**WHAT TO DO:** Determine the number of lines in these entries that hold the word "instance". Give the number and nothing more.
***** MATERIAL SUPPLIED *****
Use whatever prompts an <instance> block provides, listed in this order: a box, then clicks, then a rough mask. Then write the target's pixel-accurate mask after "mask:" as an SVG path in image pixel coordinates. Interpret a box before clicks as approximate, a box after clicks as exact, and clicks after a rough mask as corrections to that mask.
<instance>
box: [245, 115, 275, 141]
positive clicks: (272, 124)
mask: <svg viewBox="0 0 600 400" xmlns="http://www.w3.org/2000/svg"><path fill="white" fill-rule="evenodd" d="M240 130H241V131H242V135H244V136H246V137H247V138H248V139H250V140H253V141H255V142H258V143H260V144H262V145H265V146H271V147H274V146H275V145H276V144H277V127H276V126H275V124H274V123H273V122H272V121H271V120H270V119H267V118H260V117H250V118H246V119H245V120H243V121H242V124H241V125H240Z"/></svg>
*****
**RESPONSE BOX:** 2